=== SOURCE EXCERPT ===

How to use boost::fusion::transform on heterogeneous containers?

Question

Boost.org's example given for fusion::transform is as follows:

struct triple
{
    typedef int result_type;

    int operator()(int t) const
    {
        return t * 3;
    };
};
// ...
assert(transform(make_vector(1,2,3), triple()) == make_vector(3,6,9));

Yet I'm not "getting it." The vector in their example contains elements all of the same type, but a major point of using fusion is containers of heterogeneous types. What if they had used make_vector(1, 'a', "howdy") instead?

int operator()(int t)
would need to become
template<typename T> T& operator()(T& const t)

But how would I write the result_type? template<typename T> typedef T& result_type certainly isn't valid syntax, and it wouldn't make sense even if it was, because it's not tied to the function.

Answer 1

Usually, fusion::transform is used with a templated (or -as shown above- otherwise overloaded) function operator:

struct triple 
{ 
    template <typename Sig>
    struct result;

    template <typename This, typename T>
    struct result<This(T)>
    {
        typedef /*...figure out return type...*/ type;
    };

    template <typename T> 
    typename result<triple(T)>::type 
    operator()(T t) const 
    { 
        return 3*t;    // relies on existing operator*() for 'T'
    }
}; 

And, additional sources of information about Fusion are the examples and the test directory where you can find demonstrations of some of the techniques.

=== PROVIDED RECORDS ===

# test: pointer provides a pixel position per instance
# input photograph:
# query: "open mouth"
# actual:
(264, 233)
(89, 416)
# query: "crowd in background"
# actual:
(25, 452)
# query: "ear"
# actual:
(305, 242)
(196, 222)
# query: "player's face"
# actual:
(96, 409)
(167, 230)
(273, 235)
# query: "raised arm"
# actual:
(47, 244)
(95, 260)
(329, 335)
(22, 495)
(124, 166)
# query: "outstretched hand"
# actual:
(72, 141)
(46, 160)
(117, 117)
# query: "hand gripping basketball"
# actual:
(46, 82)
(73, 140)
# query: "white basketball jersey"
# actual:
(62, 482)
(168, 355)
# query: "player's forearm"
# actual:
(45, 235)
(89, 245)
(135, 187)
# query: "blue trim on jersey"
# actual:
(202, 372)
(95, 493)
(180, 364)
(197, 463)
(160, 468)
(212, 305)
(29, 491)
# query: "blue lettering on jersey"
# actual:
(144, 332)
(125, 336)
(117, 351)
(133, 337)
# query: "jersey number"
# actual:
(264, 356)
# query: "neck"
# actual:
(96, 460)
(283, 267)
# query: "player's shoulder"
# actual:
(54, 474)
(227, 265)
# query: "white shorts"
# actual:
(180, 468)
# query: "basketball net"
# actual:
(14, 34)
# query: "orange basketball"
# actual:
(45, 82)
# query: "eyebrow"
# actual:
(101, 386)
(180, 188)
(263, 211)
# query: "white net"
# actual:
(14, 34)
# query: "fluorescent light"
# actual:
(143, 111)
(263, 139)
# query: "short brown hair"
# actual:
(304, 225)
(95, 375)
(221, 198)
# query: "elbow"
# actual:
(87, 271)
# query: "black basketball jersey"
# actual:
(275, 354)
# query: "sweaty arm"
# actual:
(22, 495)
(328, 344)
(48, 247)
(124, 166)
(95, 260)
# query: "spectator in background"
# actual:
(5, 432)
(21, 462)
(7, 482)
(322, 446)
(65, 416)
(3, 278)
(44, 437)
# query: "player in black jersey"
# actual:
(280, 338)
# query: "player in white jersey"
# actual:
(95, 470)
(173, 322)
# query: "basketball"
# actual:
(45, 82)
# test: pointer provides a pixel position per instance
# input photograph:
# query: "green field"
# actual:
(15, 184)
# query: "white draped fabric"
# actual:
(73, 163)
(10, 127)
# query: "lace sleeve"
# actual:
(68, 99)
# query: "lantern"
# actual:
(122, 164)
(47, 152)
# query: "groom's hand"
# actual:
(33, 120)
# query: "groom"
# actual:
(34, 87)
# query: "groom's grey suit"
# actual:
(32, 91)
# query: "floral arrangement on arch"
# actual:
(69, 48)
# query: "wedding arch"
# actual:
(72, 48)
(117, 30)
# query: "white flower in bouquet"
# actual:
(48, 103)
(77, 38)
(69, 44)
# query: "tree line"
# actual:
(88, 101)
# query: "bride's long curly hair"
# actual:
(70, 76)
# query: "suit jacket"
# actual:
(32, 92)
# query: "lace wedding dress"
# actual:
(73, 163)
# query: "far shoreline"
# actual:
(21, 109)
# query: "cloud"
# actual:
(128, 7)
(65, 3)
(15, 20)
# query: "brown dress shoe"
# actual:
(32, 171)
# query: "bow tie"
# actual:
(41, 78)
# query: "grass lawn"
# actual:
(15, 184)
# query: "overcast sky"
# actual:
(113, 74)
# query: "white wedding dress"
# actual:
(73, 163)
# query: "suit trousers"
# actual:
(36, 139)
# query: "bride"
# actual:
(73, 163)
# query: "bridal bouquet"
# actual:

===

**TASK BRIEF:** Repeat the boost::fusion::transform thread from "template <typename T>" to "of the techniques.", substituting "tests folder" for "test directory".

**CORRECT RESULT:**
template <typename T> 
    typename result<triple(T)>::type 
    operator()(T t) const 
    { 
        return 3*t;    // relies on existing operator*() for 'T'
    }
}; 

And, additional sources of information about Fusion are the examples and the tests folder where you can find demonstrations of some of the techniques.